[WRITTEN REQUEST]
In the records below, locate the line containing "Please point out the child's", then output that line and all later lines exactly, through the last one.

— Start of MATERIAL —

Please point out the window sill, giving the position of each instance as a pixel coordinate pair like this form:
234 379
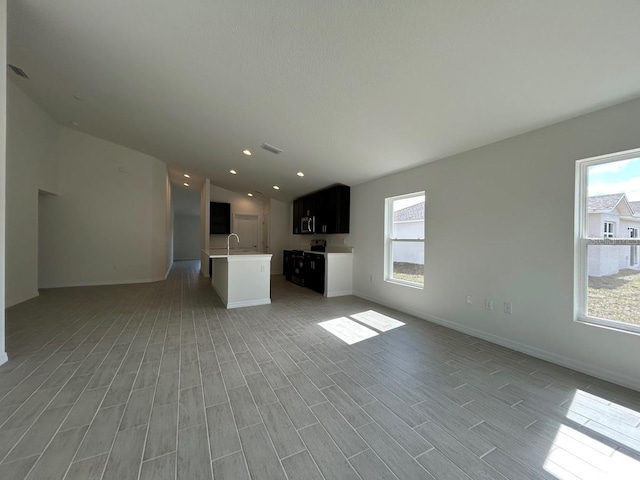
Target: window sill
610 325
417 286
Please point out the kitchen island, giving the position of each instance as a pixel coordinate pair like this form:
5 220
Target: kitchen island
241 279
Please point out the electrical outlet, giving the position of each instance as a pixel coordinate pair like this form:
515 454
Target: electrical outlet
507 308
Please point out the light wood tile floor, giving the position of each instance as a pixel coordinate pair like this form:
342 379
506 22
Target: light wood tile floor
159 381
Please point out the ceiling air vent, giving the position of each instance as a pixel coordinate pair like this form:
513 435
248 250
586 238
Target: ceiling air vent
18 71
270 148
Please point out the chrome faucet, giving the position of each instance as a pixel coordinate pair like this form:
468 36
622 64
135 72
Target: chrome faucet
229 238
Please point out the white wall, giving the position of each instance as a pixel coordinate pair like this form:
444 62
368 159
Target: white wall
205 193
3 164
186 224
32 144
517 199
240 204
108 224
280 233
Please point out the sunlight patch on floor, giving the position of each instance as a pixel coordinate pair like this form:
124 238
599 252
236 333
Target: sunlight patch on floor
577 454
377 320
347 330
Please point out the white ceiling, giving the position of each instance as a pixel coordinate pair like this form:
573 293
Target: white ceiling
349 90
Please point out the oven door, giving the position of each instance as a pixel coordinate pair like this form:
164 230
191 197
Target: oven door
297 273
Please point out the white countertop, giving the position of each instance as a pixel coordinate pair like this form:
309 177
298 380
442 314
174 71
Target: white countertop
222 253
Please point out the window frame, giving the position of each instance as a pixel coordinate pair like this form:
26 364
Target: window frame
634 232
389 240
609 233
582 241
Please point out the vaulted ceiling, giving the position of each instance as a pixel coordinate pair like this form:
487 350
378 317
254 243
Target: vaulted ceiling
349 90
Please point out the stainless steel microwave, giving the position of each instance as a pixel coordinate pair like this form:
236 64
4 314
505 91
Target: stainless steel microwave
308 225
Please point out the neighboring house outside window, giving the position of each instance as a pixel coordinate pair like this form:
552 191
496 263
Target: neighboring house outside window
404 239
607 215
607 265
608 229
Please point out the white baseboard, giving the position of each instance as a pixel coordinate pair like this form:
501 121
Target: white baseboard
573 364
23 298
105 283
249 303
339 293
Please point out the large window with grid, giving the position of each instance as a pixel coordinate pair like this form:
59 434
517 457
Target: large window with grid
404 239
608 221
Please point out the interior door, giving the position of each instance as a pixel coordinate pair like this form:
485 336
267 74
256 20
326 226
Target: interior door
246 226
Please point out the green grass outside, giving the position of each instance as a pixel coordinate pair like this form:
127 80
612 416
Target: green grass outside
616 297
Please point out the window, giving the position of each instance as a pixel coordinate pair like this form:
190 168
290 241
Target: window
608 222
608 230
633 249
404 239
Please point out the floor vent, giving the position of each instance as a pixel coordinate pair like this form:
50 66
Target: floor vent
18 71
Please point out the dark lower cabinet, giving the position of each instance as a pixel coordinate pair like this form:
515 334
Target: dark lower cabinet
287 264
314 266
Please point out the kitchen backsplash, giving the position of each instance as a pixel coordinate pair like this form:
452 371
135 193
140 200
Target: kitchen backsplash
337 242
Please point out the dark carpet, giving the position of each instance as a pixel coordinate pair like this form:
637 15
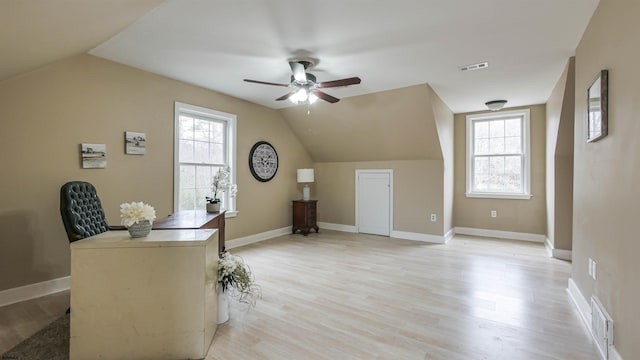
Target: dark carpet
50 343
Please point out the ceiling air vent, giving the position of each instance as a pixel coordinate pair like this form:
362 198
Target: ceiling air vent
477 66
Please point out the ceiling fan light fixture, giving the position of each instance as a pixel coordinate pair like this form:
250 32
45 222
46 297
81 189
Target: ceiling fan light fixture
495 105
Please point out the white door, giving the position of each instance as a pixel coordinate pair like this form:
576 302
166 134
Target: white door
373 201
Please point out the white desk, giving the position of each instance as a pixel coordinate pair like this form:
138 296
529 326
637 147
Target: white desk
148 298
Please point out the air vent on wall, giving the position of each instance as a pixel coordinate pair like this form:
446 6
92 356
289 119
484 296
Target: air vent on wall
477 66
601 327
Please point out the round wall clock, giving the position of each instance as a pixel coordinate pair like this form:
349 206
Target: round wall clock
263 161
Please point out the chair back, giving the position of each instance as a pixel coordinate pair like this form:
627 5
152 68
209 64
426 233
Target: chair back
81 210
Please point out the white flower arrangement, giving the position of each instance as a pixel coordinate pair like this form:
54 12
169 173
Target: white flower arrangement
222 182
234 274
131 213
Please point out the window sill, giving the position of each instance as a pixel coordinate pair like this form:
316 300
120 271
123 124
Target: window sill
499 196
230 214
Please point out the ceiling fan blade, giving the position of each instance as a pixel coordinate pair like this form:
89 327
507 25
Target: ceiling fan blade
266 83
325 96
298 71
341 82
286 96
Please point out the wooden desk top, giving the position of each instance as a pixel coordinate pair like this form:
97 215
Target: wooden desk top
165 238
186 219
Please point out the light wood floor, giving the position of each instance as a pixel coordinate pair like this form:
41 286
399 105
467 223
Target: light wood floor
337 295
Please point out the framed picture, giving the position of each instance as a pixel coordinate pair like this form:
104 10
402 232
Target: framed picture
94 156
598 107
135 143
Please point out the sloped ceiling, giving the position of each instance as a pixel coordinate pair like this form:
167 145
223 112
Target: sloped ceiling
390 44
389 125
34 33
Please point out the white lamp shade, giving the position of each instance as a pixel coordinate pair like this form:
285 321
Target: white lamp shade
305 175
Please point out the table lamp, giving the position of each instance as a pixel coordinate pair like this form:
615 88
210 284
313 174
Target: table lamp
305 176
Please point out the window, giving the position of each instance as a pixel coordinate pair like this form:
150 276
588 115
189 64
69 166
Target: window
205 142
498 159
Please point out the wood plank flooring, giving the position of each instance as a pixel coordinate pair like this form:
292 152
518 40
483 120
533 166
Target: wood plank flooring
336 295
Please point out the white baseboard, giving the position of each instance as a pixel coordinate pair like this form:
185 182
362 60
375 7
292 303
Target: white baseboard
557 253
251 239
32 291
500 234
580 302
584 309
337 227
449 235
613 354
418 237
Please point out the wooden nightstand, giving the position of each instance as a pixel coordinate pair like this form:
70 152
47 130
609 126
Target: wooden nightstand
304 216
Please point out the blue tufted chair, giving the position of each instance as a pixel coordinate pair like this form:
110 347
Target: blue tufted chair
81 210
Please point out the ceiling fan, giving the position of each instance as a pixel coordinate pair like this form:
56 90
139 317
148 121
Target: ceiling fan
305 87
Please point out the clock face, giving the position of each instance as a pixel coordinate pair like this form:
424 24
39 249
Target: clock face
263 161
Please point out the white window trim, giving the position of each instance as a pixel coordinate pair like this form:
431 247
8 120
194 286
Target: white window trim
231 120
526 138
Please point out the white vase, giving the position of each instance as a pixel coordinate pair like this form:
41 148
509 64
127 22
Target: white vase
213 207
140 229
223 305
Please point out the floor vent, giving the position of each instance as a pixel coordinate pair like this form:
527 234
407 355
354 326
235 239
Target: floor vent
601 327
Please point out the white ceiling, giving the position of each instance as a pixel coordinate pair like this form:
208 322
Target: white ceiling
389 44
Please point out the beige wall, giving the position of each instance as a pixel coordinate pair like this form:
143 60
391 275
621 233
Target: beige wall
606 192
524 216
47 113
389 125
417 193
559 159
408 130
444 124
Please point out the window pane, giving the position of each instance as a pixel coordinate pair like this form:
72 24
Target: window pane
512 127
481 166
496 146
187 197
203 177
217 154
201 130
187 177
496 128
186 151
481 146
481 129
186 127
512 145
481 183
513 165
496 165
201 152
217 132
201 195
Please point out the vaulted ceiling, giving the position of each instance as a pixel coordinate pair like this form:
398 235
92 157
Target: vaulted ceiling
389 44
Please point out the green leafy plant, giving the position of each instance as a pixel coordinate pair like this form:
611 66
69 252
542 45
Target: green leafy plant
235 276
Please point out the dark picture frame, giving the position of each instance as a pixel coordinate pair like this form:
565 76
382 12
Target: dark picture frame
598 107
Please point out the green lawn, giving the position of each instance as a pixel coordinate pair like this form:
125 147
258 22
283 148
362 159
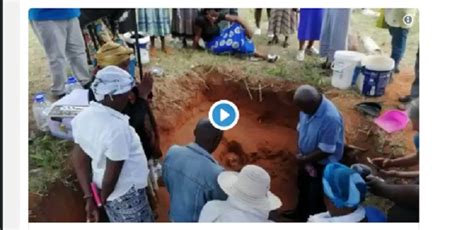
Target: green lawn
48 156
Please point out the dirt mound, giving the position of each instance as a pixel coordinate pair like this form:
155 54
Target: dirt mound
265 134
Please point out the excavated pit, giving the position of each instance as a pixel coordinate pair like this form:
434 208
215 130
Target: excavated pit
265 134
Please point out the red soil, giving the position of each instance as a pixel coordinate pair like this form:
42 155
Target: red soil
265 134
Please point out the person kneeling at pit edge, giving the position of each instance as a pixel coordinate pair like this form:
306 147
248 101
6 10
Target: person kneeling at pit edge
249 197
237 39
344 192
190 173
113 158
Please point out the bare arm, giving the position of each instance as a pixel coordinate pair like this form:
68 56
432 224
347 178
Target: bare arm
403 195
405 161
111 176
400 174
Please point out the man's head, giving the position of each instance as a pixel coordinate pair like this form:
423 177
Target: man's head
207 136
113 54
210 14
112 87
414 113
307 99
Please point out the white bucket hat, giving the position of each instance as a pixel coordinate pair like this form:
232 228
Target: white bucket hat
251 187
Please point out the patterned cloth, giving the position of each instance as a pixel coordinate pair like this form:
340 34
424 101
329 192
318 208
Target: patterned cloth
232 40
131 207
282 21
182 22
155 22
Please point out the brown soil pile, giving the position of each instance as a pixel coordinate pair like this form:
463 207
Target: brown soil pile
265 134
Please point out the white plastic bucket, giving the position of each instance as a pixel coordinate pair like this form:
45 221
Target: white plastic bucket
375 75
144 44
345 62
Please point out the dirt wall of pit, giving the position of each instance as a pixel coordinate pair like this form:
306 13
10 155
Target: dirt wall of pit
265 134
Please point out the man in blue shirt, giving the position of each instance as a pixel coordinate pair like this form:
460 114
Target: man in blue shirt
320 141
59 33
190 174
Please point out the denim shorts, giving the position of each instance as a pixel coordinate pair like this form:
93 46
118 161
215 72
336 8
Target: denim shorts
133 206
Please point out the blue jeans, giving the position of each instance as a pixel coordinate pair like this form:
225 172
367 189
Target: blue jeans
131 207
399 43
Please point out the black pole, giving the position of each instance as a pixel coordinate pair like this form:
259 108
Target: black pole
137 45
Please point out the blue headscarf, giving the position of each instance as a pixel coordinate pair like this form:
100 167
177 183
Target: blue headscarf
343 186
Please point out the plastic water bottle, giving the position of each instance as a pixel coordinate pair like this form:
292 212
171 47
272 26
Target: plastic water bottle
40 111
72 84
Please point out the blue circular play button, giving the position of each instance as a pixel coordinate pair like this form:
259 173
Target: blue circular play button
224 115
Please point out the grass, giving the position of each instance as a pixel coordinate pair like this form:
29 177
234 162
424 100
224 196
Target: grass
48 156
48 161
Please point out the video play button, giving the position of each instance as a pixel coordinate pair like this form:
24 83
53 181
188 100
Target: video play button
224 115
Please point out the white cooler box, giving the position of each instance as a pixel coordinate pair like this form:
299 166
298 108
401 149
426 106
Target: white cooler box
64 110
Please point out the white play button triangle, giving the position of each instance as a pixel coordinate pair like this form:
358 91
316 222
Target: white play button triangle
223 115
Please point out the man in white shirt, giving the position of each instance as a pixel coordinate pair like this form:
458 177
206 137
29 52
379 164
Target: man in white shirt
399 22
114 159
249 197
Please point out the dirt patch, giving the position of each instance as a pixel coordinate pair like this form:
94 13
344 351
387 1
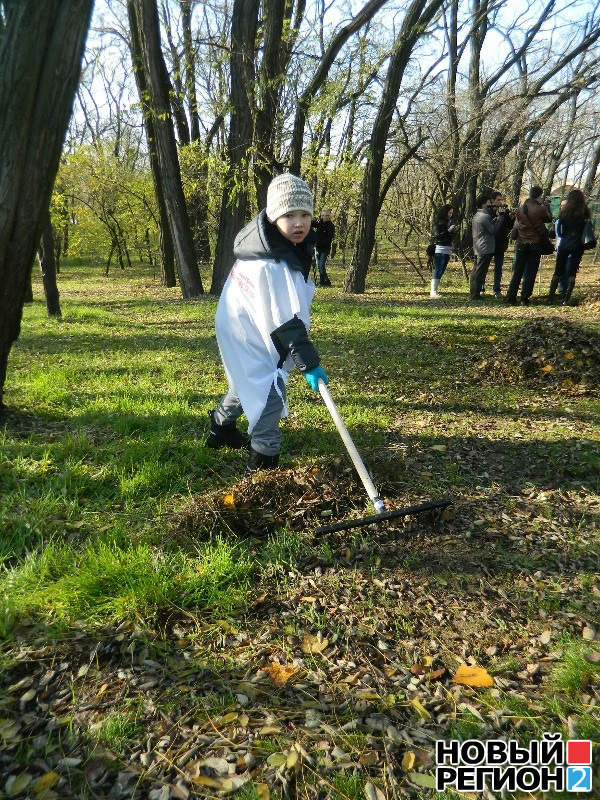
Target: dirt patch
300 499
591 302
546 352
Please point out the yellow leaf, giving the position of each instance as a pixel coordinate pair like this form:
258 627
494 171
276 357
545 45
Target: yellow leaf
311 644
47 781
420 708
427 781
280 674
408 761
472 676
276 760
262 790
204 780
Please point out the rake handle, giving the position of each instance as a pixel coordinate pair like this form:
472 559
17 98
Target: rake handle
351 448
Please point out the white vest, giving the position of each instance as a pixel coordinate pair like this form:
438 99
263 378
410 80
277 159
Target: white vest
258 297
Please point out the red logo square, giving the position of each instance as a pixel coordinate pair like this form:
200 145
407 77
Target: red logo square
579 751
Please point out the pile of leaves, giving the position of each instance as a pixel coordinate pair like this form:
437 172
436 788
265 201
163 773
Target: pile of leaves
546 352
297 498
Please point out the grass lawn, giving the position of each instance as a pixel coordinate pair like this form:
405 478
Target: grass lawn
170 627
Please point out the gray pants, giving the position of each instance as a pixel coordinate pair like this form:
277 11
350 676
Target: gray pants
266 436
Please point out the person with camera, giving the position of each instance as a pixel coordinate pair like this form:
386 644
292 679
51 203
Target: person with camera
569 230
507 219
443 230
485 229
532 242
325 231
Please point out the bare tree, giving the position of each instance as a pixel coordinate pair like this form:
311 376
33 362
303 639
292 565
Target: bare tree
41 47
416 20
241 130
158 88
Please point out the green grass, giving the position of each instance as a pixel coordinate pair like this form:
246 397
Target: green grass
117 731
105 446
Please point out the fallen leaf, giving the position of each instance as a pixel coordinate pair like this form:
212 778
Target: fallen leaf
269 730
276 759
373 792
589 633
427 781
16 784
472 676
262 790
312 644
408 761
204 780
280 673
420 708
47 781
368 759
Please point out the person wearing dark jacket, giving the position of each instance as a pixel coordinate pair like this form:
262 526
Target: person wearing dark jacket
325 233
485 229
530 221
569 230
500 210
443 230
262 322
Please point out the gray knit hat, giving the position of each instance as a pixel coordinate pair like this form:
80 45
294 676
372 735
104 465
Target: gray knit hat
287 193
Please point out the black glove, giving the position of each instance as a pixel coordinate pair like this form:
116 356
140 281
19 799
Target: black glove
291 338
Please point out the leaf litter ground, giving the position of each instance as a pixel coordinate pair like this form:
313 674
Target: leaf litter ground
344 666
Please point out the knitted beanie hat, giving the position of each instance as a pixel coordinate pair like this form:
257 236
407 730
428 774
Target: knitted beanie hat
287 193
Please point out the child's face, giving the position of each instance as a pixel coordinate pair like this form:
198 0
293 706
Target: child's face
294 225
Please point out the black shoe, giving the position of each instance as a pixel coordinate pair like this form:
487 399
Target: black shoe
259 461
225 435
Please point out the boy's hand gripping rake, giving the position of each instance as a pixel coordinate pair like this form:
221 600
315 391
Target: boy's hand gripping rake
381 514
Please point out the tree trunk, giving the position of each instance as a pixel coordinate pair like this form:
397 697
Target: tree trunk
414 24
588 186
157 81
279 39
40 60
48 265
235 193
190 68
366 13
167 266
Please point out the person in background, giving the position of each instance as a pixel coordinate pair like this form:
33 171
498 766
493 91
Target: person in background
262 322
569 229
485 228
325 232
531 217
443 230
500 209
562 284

— End of MATERIAL —

[RESPONSE TO THIS TASK]
Please point out the child's face, giving the position of each instance as a pixel coordinate pair like this form:
198 0
293 706
Target: child's face
294 225
Please point out the black shoe, giving the position of each instance as a pixel coordinate pair like this form:
487 399
Target: black shoe
259 461
225 435
Please point out the boy's hand gripping rake, giving the position of each instance as a pixel coordinate pair like this form:
221 600
315 391
Target: boy's hand gripping rake
381 514
Please point out the tree trunk, giving the position of each instance as a pixel coordinate pair like this form:
397 697
Target: tree trunk
414 24
588 186
157 81
279 39
40 60
48 265
235 193
190 68
366 13
167 266
Please point out the person in background, giving the position of each instance as a pixel coordinate pair like this form:
33 171
498 766
493 91
Target: person in background
262 322
569 229
485 228
325 232
531 217
443 230
500 209
562 284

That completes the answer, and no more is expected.